** START OF Given data **
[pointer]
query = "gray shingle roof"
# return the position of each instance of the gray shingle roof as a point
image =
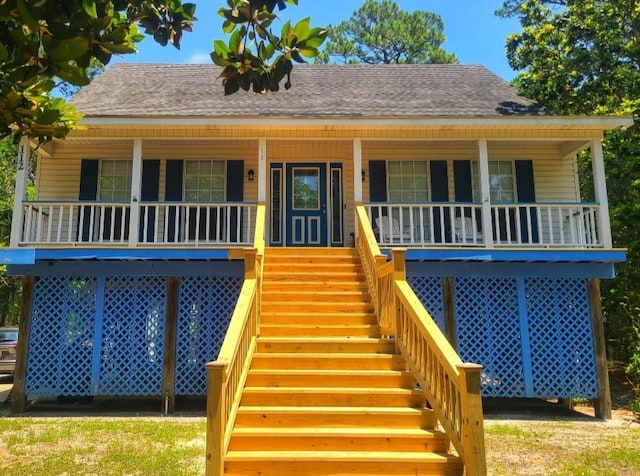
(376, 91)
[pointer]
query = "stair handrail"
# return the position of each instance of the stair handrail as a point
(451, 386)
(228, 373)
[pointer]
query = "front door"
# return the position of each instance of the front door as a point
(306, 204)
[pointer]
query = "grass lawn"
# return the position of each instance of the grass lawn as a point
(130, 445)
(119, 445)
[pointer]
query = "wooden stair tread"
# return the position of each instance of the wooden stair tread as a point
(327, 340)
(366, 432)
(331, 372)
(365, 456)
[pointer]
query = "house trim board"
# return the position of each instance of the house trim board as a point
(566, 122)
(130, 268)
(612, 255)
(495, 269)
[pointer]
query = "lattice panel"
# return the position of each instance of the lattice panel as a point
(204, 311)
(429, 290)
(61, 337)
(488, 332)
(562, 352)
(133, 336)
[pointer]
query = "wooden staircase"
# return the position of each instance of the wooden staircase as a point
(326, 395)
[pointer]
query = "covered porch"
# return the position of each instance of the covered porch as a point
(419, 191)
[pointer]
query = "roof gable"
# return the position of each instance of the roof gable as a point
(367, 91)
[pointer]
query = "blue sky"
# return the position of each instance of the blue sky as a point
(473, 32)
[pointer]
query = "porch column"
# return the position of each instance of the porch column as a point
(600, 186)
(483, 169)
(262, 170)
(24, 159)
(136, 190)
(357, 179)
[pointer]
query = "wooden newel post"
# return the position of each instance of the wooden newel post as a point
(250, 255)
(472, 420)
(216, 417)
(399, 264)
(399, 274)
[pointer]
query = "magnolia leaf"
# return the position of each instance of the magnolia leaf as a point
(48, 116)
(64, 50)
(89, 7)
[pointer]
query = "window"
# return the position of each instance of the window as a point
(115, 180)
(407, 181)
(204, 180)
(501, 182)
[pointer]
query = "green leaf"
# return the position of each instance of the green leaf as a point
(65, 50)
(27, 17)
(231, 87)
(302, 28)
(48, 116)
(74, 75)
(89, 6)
** END OF Given data **
** START OF Given data **
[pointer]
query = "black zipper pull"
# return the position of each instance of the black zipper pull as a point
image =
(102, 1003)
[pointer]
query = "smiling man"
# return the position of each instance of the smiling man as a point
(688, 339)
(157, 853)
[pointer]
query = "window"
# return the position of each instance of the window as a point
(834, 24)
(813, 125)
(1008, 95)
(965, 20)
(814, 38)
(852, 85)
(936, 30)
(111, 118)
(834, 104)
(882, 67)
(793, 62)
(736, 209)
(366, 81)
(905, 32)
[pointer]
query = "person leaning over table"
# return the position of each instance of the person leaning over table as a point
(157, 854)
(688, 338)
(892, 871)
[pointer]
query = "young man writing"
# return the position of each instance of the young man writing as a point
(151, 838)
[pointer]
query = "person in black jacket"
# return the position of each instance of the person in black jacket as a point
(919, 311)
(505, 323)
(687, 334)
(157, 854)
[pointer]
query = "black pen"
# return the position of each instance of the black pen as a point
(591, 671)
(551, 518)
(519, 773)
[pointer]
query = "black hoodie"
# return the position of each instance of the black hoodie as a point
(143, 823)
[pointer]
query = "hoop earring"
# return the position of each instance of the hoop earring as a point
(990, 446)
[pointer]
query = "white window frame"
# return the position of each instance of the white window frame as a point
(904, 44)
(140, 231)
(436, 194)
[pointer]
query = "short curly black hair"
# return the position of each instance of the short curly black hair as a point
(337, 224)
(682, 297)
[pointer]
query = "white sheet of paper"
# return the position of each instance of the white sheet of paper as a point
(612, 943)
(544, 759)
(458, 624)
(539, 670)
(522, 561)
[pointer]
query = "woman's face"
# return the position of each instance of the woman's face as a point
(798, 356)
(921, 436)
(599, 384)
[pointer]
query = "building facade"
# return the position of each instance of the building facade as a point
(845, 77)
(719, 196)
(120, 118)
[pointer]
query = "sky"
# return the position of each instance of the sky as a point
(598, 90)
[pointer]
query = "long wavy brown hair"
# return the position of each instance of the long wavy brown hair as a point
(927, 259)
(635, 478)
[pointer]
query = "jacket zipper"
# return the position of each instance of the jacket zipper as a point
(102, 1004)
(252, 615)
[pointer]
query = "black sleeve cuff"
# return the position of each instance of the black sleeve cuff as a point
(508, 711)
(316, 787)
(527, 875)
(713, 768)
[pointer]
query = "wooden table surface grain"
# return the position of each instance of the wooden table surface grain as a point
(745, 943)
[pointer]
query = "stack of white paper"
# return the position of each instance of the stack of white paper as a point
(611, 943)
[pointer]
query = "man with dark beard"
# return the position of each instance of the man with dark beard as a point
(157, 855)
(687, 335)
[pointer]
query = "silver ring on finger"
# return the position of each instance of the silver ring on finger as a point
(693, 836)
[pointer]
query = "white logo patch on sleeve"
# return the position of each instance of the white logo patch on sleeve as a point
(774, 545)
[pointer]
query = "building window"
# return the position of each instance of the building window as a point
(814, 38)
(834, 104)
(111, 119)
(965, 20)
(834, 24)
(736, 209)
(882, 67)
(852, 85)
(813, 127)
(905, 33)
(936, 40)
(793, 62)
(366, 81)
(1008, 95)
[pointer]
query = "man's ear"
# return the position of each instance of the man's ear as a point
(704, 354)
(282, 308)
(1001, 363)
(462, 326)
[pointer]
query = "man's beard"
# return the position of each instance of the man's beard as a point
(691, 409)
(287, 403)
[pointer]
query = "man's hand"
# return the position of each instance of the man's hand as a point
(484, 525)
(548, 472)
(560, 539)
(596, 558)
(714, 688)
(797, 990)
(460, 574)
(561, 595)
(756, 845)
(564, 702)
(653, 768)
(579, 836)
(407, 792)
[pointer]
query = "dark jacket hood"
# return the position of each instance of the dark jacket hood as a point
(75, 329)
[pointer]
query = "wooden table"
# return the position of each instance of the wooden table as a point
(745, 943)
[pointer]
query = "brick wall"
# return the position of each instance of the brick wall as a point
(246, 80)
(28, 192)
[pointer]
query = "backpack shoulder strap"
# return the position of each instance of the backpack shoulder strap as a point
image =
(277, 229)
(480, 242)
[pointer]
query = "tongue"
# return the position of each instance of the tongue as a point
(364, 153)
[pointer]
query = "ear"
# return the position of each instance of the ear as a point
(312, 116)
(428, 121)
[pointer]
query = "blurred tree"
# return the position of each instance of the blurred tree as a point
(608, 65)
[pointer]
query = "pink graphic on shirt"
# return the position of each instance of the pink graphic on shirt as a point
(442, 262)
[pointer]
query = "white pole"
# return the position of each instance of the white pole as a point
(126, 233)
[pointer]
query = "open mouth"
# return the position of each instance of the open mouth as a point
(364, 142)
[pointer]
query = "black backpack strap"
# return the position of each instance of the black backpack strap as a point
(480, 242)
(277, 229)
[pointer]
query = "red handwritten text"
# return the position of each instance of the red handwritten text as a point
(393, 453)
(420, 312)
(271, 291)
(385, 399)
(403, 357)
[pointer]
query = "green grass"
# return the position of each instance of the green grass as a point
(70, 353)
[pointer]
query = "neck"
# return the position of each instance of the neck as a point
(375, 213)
** END OF Given data **
> _Work instructions_
Gather every line in the entries above that contains the string "window". Matching is case-sensitive.

> _Task response_
query = "window"
# return the position of each instance of the window as a point
query = "window"
# return the position of each instance of the window as a point
query = "white window frame"
# return the position of each instance of the white window frame as a point
query = "building window"
# return the position of each instance of the building window as a point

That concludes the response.